What you are asked to do:
Below is a listing. Gather each line of it that contains "every".

Provided records:
+++

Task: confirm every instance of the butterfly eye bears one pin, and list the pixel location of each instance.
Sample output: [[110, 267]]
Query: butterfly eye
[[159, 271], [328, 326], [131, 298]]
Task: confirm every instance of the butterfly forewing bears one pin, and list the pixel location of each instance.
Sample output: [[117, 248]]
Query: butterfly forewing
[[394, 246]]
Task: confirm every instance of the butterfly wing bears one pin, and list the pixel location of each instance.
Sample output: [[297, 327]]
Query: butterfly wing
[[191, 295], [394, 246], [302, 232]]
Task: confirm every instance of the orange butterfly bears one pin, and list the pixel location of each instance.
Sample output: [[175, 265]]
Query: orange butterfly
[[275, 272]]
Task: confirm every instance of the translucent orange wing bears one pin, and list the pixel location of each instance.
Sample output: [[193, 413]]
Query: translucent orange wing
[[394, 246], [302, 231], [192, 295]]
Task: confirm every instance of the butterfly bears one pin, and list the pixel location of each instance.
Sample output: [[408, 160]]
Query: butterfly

+++

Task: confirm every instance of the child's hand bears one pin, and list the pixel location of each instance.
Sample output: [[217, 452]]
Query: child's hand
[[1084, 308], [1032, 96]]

+++

Solution to the exercise:
Task: confirm every instance of the butterfly eye bears one pin, and list the pixel location of each instance.
Task: confirm every instance of the butterfly forewing bears one pin, and list the pixel location of each instance.
Task: confirm every instance of the butterfly wing bears one pin, and list the pixel location of each instance.
Task: confirm every instance of the orange butterfly bears one pin, and list the pixel location of each instance.
Task: confirm every instance of the translucent orange wing bears one pin, and list the pixel location of each instance.
Task: confirm every instance of the butterfly bears one pin, and list the pixel location of each instance.
Task: confirm every instance of the child's hand bears one pin, and list the pixel location of each instance.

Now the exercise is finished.